Task instructions: Locate each line of the material below that contains the word "Mark" and reproduce those lines in full.

Provided information:
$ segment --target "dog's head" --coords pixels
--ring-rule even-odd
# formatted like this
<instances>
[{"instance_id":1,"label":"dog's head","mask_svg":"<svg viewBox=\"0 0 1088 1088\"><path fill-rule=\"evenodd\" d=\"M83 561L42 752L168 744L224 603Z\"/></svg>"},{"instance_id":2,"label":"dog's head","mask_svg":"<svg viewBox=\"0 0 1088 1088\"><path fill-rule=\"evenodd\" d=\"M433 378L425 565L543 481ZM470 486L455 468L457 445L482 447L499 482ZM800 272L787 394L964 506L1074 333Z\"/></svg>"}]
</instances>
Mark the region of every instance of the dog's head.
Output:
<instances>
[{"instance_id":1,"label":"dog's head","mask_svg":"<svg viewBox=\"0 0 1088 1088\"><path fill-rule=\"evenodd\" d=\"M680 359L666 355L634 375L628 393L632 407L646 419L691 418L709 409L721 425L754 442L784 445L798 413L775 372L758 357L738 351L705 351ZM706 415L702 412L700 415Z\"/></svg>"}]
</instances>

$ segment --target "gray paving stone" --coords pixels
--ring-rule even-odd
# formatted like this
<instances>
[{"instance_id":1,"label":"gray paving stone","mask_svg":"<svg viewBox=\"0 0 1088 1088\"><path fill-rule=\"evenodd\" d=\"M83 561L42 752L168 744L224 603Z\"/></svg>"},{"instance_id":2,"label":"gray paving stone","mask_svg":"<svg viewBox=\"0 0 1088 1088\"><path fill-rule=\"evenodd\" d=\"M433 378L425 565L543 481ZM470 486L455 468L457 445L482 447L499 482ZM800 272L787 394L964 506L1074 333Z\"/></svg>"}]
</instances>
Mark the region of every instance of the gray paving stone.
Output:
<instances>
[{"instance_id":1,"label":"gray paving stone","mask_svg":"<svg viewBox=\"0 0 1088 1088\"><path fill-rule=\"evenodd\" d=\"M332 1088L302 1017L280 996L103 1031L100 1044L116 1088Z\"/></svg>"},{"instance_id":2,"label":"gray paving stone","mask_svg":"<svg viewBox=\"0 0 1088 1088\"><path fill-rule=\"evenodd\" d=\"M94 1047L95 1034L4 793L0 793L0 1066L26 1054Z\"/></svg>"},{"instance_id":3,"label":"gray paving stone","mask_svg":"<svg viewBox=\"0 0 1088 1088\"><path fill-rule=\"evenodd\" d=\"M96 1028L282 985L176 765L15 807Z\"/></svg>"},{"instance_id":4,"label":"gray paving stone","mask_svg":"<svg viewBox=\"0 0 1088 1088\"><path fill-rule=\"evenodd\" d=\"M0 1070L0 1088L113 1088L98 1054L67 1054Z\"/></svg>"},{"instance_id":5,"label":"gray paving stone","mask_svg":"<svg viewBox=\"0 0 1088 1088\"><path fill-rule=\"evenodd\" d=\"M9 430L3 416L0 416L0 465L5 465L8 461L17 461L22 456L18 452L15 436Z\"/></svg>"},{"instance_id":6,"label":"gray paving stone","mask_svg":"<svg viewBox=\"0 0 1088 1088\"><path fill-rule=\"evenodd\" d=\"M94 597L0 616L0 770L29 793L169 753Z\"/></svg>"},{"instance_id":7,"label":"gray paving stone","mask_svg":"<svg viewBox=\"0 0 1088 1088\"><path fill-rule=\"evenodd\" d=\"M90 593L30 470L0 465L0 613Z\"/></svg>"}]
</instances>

Solution to the exercise:
Mark the region of every instance of the dog's head.
Mark the region of every instance of the gray paving stone.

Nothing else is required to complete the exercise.